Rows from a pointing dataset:
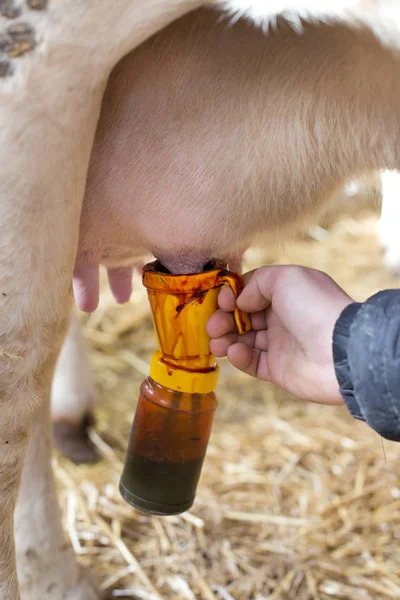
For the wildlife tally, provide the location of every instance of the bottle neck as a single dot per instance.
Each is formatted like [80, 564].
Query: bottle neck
[180, 378]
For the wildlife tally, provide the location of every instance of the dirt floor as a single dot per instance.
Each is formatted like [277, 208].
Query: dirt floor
[295, 501]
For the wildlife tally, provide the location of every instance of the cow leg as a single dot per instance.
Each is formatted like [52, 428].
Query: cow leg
[72, 399]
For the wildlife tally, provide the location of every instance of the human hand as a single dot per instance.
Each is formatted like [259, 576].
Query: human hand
[293, 312]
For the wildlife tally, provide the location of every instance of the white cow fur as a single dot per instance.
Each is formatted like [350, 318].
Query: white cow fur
[48, 114]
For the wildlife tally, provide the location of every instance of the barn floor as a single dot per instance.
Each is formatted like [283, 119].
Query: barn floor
[295, 501]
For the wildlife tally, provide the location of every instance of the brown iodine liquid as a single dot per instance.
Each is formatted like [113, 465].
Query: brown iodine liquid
[167, 447]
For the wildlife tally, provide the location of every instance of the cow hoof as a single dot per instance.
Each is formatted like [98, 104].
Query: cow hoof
[72, 440]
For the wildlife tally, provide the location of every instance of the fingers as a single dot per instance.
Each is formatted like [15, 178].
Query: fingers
[220, 324]
[257, 294]
[219, 347]
[226, 299]
[249, 360]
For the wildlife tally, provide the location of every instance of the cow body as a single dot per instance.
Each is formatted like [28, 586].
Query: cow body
[203, 183]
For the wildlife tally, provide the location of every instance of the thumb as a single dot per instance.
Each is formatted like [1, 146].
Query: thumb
[259, 289]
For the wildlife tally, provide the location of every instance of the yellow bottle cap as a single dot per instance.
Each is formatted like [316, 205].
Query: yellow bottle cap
[183, 380]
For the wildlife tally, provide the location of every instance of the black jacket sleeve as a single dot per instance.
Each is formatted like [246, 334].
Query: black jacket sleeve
[366, 352]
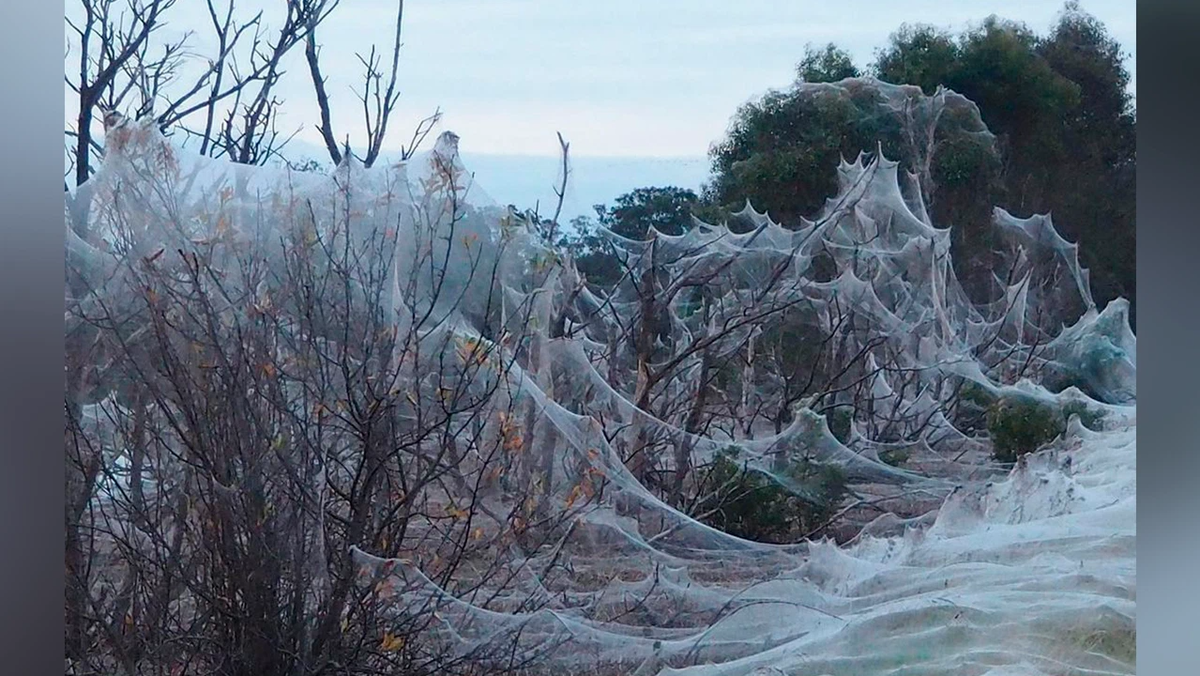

Task requirements: Please locate each line in the rows above that contains the string "jacket" and copy those lines out. Treat uppercase and lowercase letters as different.

Solution to this exercise:
For the wildlife tally, provide the location of every instance of the black jacket sleeve as a single dot per instance.
Query: black jacket sleeve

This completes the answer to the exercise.